■ **EXERCISE DESCRIPTION**:
Gather every row below that contains the string "peak" and copy each one. Case counts.

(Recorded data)
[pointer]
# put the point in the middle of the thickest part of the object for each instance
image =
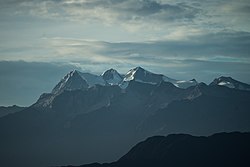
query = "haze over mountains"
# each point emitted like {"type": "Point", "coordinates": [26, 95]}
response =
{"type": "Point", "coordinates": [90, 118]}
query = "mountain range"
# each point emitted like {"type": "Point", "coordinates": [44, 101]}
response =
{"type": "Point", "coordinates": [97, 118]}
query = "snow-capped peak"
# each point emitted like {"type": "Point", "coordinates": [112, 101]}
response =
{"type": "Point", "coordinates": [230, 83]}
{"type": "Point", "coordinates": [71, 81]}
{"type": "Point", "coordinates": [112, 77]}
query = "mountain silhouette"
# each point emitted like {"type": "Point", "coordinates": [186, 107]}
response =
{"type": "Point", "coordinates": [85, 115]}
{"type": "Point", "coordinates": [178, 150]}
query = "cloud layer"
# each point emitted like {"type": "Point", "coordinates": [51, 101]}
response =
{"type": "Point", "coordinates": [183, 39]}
==
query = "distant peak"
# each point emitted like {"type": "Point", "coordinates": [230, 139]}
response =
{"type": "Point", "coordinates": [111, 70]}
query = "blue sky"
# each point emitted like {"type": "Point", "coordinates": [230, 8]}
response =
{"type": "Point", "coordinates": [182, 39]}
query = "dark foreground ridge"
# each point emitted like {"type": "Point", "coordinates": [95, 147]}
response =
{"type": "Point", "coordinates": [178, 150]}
==
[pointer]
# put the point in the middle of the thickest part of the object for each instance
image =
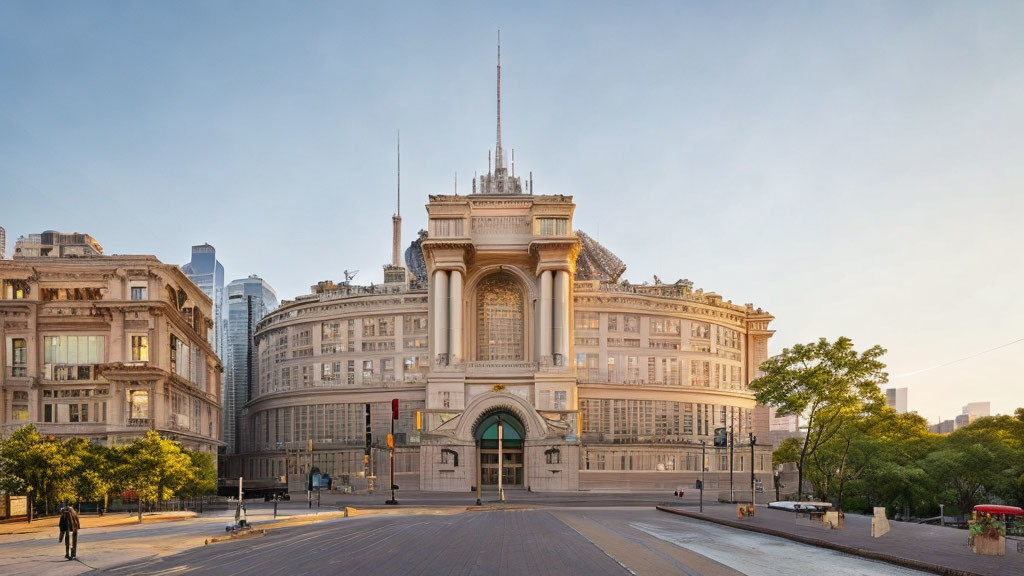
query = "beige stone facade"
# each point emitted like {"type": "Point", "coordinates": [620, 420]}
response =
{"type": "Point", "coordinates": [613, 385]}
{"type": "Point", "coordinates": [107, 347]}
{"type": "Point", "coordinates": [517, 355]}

■ **PROBLEM SOLUTION**:
query = "snow-capped peak"
query = "distant peak"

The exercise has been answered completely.